Each line from the beginning of the data below through the line containing "SAMPLE = x=97, y=144" should be repeated exactly, please.

*** Opening DATASET CONTENT ***

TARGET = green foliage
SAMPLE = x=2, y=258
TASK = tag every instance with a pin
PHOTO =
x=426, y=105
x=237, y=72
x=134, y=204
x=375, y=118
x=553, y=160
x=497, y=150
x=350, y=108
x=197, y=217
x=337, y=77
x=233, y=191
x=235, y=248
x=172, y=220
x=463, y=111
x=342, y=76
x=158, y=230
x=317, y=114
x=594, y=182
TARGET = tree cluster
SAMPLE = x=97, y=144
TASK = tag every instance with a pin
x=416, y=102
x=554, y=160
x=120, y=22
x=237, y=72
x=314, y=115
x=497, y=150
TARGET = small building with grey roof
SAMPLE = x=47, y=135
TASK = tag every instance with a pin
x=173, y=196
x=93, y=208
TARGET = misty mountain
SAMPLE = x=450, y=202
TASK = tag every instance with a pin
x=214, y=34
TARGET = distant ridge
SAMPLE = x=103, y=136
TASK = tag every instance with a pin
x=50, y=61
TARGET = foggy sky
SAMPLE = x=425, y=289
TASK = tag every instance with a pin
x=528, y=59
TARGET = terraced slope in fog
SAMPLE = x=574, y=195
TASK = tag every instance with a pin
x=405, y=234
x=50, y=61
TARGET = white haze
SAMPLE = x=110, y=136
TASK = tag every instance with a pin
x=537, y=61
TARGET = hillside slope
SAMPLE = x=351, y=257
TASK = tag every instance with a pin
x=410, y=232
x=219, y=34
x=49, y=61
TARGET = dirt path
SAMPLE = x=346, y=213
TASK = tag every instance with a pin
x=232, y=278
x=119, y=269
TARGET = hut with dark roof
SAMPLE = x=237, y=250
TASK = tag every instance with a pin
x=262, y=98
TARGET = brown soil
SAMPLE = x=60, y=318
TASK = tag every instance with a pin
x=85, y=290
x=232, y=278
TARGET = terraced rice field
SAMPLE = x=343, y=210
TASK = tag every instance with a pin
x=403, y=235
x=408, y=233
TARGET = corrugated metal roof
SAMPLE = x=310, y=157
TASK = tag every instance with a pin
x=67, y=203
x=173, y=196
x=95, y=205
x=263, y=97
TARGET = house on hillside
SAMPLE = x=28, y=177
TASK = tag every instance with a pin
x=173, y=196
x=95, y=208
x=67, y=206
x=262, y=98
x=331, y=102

*** Closing DATASET CONTENT ***

ANSWER SPACE:
TARGET = green foliage
SAMPLE = x=2, y=258
TASK = tag every instance with a pin
PHOTO =
x=426, y=105
x=237, y=72
x=134, y=204
x=375, y=118
x=553, y=160
x=497, y=150
x=350, y=108
x=197, y=217
x=337, y=77
x=233, y=191
x=235, y=248
x=172, y=220
x=463, y=111
x=342, y=76
x=158, y=230
x=317, y=114
x=594, y=182
TARGET = tree cluster
SAMPLE = x=97, y=144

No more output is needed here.